• INPUT DATA
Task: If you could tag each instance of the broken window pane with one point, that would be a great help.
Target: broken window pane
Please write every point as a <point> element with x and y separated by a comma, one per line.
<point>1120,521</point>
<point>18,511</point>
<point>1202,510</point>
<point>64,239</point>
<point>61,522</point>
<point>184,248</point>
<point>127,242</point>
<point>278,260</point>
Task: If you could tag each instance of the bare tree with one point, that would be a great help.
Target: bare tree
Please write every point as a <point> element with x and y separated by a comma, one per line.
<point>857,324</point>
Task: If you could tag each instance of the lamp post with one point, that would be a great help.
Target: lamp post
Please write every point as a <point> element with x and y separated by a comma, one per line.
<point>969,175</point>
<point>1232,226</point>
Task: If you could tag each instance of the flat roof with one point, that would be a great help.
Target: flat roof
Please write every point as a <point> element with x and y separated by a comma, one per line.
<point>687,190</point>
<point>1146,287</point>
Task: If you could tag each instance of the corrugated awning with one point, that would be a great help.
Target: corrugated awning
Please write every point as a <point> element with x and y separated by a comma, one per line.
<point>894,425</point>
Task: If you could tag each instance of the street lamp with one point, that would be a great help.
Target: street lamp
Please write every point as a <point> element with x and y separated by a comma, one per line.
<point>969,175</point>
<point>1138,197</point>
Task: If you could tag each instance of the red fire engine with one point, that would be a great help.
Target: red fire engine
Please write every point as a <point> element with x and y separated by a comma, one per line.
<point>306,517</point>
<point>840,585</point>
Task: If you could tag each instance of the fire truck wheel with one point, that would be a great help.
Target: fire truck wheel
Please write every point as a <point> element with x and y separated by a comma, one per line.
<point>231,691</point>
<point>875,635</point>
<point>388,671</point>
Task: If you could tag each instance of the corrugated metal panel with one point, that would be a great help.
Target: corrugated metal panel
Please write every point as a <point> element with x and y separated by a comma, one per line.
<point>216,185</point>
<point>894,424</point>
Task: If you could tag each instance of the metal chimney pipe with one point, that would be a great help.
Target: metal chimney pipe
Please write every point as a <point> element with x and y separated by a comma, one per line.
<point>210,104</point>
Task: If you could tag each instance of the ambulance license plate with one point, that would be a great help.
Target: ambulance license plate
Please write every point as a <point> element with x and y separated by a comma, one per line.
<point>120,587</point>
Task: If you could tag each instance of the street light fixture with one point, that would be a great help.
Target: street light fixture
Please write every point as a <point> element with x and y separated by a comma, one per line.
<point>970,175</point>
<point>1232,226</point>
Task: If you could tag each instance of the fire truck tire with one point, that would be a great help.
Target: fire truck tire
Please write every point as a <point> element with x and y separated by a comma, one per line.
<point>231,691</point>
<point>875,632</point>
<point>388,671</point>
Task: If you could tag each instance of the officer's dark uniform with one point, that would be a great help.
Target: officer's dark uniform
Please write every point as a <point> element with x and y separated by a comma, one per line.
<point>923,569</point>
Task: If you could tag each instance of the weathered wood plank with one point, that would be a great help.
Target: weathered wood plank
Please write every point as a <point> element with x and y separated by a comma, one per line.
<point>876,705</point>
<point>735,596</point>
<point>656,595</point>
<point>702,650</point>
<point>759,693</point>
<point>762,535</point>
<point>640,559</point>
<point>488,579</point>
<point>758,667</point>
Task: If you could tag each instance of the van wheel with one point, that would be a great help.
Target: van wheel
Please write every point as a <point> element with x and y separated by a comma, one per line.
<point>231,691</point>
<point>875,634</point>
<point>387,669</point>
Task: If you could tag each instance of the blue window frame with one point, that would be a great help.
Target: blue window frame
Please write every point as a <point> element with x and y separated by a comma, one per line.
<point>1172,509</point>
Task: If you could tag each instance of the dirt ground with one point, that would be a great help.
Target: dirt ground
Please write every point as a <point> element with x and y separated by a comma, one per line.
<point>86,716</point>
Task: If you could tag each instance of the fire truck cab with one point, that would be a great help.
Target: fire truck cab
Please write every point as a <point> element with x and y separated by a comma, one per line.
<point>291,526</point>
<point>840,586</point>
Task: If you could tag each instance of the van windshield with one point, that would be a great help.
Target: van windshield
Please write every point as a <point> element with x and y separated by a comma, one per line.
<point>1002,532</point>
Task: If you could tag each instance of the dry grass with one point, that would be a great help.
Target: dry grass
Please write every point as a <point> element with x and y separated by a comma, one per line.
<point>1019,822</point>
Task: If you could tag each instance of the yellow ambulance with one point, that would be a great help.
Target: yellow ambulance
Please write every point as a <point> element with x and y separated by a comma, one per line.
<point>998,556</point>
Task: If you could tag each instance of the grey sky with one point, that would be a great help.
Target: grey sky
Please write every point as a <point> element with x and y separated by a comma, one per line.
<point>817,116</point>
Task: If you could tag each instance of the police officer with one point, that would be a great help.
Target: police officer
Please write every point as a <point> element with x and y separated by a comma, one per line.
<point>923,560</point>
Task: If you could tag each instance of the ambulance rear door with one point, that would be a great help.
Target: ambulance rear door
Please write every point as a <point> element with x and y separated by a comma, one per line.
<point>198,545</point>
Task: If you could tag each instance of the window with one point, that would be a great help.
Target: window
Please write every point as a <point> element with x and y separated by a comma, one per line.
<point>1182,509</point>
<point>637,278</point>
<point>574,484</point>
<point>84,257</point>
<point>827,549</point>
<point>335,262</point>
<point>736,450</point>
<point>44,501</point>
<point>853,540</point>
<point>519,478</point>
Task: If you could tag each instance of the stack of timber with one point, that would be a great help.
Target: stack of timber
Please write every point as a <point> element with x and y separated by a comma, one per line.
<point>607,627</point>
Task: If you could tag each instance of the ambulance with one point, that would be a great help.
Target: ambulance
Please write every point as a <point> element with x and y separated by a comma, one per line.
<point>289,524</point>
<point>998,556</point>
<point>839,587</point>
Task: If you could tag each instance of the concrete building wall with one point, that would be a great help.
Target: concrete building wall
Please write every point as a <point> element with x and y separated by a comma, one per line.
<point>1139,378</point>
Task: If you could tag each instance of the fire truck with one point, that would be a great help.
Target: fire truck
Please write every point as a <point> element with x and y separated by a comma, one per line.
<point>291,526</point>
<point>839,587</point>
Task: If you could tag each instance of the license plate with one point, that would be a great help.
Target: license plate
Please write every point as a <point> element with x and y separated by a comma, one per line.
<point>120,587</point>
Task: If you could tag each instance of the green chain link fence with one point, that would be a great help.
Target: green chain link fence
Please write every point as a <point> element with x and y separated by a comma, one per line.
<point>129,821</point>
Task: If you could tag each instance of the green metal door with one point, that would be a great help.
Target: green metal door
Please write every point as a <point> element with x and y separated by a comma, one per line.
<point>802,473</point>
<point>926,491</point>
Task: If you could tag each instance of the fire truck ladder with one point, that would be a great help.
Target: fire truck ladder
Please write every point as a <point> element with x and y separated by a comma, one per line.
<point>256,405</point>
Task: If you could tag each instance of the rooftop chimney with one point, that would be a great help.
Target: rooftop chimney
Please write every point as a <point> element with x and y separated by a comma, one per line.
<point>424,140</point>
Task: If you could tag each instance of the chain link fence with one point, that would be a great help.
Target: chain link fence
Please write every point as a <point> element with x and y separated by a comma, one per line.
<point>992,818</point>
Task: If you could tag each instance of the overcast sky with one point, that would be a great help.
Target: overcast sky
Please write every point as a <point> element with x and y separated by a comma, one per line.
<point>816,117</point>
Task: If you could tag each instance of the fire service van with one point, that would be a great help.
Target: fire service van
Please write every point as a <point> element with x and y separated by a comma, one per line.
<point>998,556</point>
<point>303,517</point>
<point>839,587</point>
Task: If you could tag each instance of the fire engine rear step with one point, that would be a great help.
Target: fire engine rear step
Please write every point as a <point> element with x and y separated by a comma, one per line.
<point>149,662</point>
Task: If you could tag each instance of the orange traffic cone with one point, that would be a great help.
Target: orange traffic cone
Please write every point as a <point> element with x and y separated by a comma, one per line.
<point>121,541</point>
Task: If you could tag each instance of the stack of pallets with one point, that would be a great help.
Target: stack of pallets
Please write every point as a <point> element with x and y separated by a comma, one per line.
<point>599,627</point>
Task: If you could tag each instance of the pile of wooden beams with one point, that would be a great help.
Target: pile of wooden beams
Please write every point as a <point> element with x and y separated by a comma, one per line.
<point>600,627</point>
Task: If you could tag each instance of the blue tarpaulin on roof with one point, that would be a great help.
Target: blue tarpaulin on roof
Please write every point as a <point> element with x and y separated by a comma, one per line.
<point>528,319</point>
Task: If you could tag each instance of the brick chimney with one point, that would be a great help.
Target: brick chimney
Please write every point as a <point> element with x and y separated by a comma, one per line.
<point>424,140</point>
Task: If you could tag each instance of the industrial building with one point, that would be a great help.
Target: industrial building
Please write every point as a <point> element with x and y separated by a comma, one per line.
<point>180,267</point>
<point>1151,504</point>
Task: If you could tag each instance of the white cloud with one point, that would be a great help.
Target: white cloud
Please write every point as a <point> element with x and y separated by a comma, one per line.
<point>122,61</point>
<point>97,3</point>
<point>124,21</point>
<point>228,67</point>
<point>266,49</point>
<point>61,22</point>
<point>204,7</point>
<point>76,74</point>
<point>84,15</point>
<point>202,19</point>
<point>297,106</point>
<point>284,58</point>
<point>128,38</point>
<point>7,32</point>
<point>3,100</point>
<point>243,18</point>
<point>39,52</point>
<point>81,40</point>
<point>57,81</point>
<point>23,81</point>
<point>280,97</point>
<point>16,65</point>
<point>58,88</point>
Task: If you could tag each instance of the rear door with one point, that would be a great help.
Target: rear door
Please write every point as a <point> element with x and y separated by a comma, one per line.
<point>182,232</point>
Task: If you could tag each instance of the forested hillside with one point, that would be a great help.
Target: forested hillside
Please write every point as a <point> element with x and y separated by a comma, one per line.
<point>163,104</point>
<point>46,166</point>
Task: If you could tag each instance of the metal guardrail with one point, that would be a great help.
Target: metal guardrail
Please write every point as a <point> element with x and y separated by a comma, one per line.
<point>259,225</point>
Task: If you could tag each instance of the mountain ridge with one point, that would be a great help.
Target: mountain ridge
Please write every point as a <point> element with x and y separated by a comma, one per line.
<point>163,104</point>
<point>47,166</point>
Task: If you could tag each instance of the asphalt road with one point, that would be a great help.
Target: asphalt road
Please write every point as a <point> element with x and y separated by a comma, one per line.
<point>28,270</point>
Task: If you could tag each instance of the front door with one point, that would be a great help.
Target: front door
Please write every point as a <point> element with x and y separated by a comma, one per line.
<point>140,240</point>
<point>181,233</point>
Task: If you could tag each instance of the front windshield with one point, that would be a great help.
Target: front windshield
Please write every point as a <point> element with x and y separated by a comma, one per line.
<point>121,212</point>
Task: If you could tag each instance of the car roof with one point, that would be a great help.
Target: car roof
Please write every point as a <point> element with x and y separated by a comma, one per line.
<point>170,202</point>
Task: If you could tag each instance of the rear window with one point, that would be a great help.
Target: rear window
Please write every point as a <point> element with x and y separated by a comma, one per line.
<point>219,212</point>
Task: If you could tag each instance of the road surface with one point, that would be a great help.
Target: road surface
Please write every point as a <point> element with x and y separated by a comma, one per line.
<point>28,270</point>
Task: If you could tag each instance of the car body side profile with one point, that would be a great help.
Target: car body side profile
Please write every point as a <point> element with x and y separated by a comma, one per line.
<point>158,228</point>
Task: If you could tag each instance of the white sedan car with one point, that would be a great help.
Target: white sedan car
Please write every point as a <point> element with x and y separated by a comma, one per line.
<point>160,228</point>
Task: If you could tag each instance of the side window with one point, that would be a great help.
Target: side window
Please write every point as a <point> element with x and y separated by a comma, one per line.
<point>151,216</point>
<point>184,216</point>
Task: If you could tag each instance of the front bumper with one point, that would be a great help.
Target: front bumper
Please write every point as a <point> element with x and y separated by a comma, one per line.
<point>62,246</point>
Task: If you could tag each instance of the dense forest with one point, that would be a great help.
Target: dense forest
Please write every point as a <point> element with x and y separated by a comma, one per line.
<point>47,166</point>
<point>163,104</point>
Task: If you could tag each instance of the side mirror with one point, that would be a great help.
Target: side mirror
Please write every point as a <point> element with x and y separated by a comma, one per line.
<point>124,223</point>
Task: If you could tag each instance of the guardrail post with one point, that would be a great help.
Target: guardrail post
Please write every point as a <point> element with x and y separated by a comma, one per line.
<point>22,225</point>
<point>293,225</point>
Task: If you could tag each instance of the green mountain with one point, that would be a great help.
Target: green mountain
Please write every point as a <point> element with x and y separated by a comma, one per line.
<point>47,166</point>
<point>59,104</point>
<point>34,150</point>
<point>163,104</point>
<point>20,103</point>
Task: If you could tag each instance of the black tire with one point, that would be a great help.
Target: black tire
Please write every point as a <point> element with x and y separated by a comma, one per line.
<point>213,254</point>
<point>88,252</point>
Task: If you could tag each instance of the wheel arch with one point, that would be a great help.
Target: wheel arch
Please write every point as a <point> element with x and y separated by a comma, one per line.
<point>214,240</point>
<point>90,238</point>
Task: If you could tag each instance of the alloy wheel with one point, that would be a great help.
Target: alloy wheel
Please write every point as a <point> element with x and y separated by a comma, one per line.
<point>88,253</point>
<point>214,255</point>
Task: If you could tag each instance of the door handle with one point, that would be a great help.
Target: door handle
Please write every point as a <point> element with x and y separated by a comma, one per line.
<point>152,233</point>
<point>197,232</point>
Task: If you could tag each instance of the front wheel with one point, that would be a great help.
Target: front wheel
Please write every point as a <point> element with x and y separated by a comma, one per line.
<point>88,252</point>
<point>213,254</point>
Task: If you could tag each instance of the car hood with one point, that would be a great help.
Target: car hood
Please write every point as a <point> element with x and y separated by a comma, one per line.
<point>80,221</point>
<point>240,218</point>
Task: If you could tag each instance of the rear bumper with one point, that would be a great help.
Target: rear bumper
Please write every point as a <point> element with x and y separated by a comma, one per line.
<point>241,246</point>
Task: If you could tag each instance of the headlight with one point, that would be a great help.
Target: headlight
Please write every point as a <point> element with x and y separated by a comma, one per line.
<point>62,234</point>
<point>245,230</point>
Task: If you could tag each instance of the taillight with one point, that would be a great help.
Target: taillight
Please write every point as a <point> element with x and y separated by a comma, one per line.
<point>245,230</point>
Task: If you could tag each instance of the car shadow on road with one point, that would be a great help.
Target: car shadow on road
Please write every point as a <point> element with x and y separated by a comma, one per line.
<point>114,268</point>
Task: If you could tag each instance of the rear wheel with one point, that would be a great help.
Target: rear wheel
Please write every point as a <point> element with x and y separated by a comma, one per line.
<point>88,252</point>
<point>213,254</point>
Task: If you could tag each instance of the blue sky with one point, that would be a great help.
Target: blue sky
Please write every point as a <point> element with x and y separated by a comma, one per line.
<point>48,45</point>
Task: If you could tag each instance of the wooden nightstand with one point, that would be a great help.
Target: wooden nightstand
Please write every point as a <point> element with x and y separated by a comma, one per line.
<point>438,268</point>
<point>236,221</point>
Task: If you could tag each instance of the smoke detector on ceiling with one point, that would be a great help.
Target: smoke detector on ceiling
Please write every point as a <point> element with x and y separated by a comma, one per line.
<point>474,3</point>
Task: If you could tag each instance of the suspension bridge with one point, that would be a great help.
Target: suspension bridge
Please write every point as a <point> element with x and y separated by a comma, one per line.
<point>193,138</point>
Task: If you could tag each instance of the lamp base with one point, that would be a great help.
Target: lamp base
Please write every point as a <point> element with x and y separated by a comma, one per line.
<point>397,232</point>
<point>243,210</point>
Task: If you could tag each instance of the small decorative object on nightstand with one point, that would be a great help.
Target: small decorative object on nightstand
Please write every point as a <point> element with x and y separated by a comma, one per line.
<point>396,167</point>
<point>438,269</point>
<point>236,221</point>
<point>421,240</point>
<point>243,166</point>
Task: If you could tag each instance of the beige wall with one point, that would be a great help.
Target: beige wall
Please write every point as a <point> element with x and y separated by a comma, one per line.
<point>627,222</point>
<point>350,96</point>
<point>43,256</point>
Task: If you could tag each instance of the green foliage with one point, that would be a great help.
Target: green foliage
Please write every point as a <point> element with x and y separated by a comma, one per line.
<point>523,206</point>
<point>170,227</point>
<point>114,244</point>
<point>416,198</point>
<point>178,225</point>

• EXERCISE OBJECTIVE
Keep both end lines and retype everything in the records above from the line containing "Target: green chain link fence" through the line containing "Target: chain link fence", exactly, with nothing else.

• COMPLETED TASK
Target: green chain link fence
Please write every point as a <point> element with x and y separated by a comma, one per line.
<point>129,821</point>
Task: If you could tag each instance of the green metal door with one point, that would be a great help.
Target: green metal door
Please write every point as a <point> element with x and y separated by a comma, one per line.
<point>802,473</point>
<point>926,491</point>
Task: If you could tag each instance of the fire truck ladder with one point, that would be a great help.
Target: fire truck ladder
Please write every point as a <point> element with x and y separated by a comma, one per line.
<point>256,405</point>
Task: If you could tag each instance of the rooftop chimney with one point, that would be a great help.
Target: rooftop chimney
Please write every point as a <point> element with x and y separated by a comma, one per line.
<point>424,140</point>
Task: If you could tag each instance of the chain link fence with one point, that would be a great help.
Target: chain link fence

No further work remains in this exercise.